▶ Activity:
The job is to output each record again, character for character.

[Excerpts from a dataset]
# # # # #

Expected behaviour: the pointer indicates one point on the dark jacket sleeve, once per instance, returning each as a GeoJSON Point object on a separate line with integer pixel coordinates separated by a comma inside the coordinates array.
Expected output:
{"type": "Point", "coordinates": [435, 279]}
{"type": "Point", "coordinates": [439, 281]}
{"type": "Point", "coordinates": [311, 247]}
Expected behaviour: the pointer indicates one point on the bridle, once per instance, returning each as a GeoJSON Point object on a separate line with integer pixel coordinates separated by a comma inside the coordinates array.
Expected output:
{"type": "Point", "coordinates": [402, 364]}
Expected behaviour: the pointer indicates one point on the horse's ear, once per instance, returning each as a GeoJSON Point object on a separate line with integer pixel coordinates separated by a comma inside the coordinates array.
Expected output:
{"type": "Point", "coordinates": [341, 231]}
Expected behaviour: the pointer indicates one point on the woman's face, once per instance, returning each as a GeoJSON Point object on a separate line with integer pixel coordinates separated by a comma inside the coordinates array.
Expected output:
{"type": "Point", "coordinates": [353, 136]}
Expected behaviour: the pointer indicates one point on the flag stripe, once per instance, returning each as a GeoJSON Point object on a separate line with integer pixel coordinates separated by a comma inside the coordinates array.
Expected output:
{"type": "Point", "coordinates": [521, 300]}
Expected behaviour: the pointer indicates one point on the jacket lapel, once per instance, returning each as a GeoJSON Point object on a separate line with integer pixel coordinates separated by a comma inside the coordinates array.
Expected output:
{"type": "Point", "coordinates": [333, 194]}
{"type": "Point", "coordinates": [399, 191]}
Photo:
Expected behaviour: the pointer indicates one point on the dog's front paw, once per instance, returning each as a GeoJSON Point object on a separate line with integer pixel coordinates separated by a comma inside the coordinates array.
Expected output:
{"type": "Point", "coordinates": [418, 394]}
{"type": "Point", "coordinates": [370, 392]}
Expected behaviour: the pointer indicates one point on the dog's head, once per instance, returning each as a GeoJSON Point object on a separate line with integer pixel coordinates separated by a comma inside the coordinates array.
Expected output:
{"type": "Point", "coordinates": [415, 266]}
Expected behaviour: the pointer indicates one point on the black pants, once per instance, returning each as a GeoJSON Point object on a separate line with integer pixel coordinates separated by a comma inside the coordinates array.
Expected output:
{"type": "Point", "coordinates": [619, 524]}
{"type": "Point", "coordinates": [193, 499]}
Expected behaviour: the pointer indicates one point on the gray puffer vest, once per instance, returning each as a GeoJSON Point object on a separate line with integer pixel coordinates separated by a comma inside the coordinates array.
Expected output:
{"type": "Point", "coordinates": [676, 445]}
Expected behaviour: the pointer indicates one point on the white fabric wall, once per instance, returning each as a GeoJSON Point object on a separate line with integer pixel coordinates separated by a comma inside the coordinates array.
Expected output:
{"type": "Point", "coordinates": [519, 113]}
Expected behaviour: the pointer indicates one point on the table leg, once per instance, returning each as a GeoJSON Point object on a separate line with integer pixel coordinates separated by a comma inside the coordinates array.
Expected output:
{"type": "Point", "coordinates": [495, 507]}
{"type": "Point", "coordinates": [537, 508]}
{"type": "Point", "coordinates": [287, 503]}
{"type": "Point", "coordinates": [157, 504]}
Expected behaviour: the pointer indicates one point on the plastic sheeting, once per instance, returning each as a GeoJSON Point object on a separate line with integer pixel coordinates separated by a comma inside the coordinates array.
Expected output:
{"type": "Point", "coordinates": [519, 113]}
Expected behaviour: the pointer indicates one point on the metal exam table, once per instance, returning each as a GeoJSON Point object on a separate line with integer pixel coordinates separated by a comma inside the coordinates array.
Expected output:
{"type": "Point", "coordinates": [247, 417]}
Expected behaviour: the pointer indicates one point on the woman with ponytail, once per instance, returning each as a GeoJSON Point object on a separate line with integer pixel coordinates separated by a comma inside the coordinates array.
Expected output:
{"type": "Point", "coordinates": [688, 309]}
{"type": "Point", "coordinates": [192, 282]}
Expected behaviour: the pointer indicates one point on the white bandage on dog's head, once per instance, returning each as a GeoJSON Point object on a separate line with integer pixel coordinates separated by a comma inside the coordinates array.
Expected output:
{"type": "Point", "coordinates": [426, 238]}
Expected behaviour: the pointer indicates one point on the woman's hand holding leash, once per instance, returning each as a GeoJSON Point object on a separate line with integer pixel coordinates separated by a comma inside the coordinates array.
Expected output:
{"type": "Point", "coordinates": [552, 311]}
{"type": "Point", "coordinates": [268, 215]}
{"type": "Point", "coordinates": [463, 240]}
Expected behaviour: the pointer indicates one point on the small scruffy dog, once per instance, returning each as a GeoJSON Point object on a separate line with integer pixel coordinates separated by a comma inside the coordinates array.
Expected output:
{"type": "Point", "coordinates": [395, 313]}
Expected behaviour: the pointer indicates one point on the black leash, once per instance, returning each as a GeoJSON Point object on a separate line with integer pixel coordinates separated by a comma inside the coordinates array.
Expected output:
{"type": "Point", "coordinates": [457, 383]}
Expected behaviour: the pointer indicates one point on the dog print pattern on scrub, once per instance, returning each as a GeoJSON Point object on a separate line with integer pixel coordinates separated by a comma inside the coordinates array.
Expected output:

# # # # #

▶ Output for this exercise:
Expected behaviour: the pointer indicates one point on the dark jacket sleeve, once per instance, returning each as a GeoJSON Point object on a separate line with integer pixel coordinates separated by a comma inside the coordinates array.
Expected output:
{"type": "Point", "coordinates": [435, 279]}
{"type": "Point", "coordinates": [439, 281]}
{"type": "Point", "coordinates": [311, 247]}
Expected behaviour: the pointer indicates one point on the bridle, once per instance, returning each as a GeoJSON Point object on a separate line with integer pixel coordinates separated by a comma inside the coordinates array.
Expected output:
{"type": "Point", "coordinates": [402, 364]}
Expected behaviour: the pointer indicates one point on the horse's ear, once per instance, returning each as a GeoJSON Point object on a separate line with integer pixel coordinates separated by a comma inside the coordinates array.
Expected output:
{"type": "Point", "coordinates": [341, 231]}
Expected behaviour: the pointer indicates one point on the woman's face, once per instance, returning each as a GeoJSON Point object on a separate line with integer pixel coordinates separated by a comma inside the coordinates array.
Expected output:
{"type": "Point", "coordinates": [353, 136]}
Expected behaviour: the pointer indicates one point on the flag stripe, once per instance, returning each as a GeoJSON Point object on a separate line with integer pixel coordinates separated by a comma inside the coordinates array.
Expected output:
{"type": "Point", "coordinates": [521, 300]}
Expected behaviour: the pointer indicates one point on the jacket lapel, once per instance, returning each as a GeoJSON Point object on a separate line with integer pixel coordinates separated by a comma inside the coordinates array.
Expected output:
{"type": "Point", "coordinates": [333, 194]}
{"type": "Point", "coordinates": [399, 191]}
Photo:
Expected behaviour: the pointer indicates one point on the dog's front paw, once per instance, returning each as a GeoJSON Point object on a separate line with integer pixel coordinates separated by a comma inside the coordinates array.
Expected output:
{"type": "Point", "coordinates": [418, 394]}
{"type": "Point", "coordinates": [370, 392]}
Expected behaviour: the pointer indicates one point on the dog's head, once per instance, returning each as a GeoJSON Point object on a separate line with integer pixel coordinates separated by a comma inside the coordinates array.
Expected output:
{"type": "Point", "coordinates": [415, 266]}
Expected behaviour: the pointer indicates one point on the black pants, once per instance, returning each as a GeoJSON Point object on a separate line with integer pixel coordinates separated by a comma inside the coordinates array.
Expected output:
{"type": "Point", "coordinates": [619, 524]}
{"type": "Point", "coordinates": [193, 499]}
Expected behaviour: the pointer indicates one point on the gray puffer vest, once per instance, returning each as a GeoJSON Point object on a separate line with integer pixel coordinates separated by a comma inside the coordinates array.
Expected output:
{"type": "Point", "coordinates": [676, 445]}
Expected behaviour: the pointer indicates one point on the white fabric wall, once per instance, returning each as a GeoJSON Point object on a separate line with integer pixel coordinates separated by a comma inside the coordinates array.
Expected output:
{"type": "Point", "coordinates": [519, 113]}
Expected behaviour: the pointer indicates one point on the table leg, once per instance, returning each as a GeoJSON Point object on a separate line with integer pixel coordinates separated by a comma inside the coordinates array.
Expected output:
{"type": "Point", "coordinates": [495, 507]}
{"type": "Point", "coordinates": [537, 508]}
{"type": "Point", "coordinates": [287, 503]}
{"type": "Point", "coordinates": [157, 504]}
Expected behaviour: the pointer indicates one point on the plastic sheeting, once per instance, returning each as a GeoJSON Point object on a separate line with integer pixel coordinates separated by a comma inside the coordinates array.
Expected output:
{"type": "Point", "coordinates": [519, 113]}
Expected behaviour: the pointer indicates one point on the metal exam table, once per instance, returning each as a GeoJSON Point object on a separate line with integer pixel coordinates separated by a comma inside the coordinates array.
Expected output:
{"type": "Point", "coordinates": [247, 417]}
Expected behaviour: the pointer indicates one point on the woman with ponytail, once per instance, returning each as a GeoJSON Point object on a separate line with integer pixel coordinates separated by a comma inside the coordinates array.
Expected output:
{"type": "Point", "coordinates": [688, 309]}
{"type": "Point", "coordinates": [192, 282]}
Expected behaviour: the pointer indicates one point on the white bandage on dog's head, once per instance, returning each as a GeoJSON Point object on a separate line with integer pixel coordinates separated by a comma inside the coordinates array.
Expected output:
{"type": "Point", "coordinates": [426, 238]}
Expected behaviour: the pointer indicates one point on the woman's hand holding leash, once per instance, returning each as a GeoJSON Point object on a separate line with integer pixel coordinates separated by a comma inside the coordinates array.
Expected output:
{"type": "Point", "coordinates": [552, 311]}
{"type": "Point", "coordinates": [268, 215]}
{"type": "Point", "coordinates": [463, 240]}
Expected behaviour: the pointer indicates one point on the small scruffy dog, once per instance, returning each as a GeoJSON Point object on a separate line with integer pixel coordinates separated by a comma inside the coordinates array.
Expected output:
{"type": "Point", "coordinates": [395, 313]}
Expected behaviour: the pointer indicates one point on the black leash, once per instance, returning each as a GeoJSON Point object on a separate line with integer pixel coordinates separated by a comma inside the coordinates array.
Expected output:
{"type": "Point", "coordinates": [457, 383]}
Expected behaviour: the pointer indicates one point on the dog print pattern on scrub, once per instance, returning each as a GeoJSON Point object on a separate line with integer pixel coordinates separated by a comma inside the coordinates array.
Expected output:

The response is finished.